→ Task objective
Rewrite each of the rows below, substituting "central point" for every occurrence of "innermost point" and keeping everything else unchanged.

▼▼▼

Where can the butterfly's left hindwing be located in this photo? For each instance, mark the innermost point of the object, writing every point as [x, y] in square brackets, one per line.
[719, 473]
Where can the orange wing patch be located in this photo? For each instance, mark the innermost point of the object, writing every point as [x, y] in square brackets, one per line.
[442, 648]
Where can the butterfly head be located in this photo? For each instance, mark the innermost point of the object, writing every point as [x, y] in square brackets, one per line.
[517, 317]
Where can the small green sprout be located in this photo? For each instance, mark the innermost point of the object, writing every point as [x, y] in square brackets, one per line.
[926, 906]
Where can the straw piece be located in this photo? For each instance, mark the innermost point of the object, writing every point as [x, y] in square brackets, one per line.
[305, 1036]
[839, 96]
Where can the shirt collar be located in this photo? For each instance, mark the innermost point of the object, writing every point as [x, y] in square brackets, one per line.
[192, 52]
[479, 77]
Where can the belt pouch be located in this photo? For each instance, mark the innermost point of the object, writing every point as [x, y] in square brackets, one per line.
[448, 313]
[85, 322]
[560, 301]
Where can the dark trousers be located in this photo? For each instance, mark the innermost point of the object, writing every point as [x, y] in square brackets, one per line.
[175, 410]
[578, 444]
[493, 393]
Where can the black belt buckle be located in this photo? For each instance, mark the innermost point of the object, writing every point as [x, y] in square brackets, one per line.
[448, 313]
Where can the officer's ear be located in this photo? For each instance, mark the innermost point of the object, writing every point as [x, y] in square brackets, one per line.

▲▲▲

→ Answer to the exercise
Where can the butterfly's left hindwing be located in this photo? For each instance, mark the central point of the object, writing every point as [x, y] in square brackets, one per line.
[719, 473]
Where can the orange wing patch be located in this photo? For each instance, mark the central point of the object, writing every point as [x, y] in square brackets, one per line.
[442, 648]
Where can the butterfly head be located in this photo? For each instance, mark the central point of the object, writing every point as [x, y] in square brackets, one per line.
[517, 317]
Where can the small green sprout be located in this photo? For each instance, mark the central point of the object, writing every point as [x, y] in square brackets, one per line.
[926, 906]
Where can the straw piece be located in this photo? For each instance, mark the central point of the object, writing every point as [x, y] in square brackets, one per line.
[305, 1036]
[839, 96]
Where can the shirt collar be located in this photo? For each instance, mark the central point of the object, writing every point as [x, y] in square brackets, one per line.
[192, 52]
[479, 77]
Where can the belt pouch be located in this photo? For each instance, mark the central point of the object, writing every point as [x, y] in square brackets, one per line.
[448, 313]
[85, 322]
[560, 301]
Where can the dark trousers be located in this photo? For each instance, mark the central point of the object, writing every point as [x, y] in square brackets, one per line.
[175, 410]
[578, 444]
[493, 393]
Where can the black belt buckle be located in this photo? For each instance, mark the central point of the object, writing every point as [x, y] in square brackets, one per line.
[448, 313]
Where can the officer's ear be located in this photo? For each instance, mark the central point of the object, writing every point as [x, y] in square brackets, one per line.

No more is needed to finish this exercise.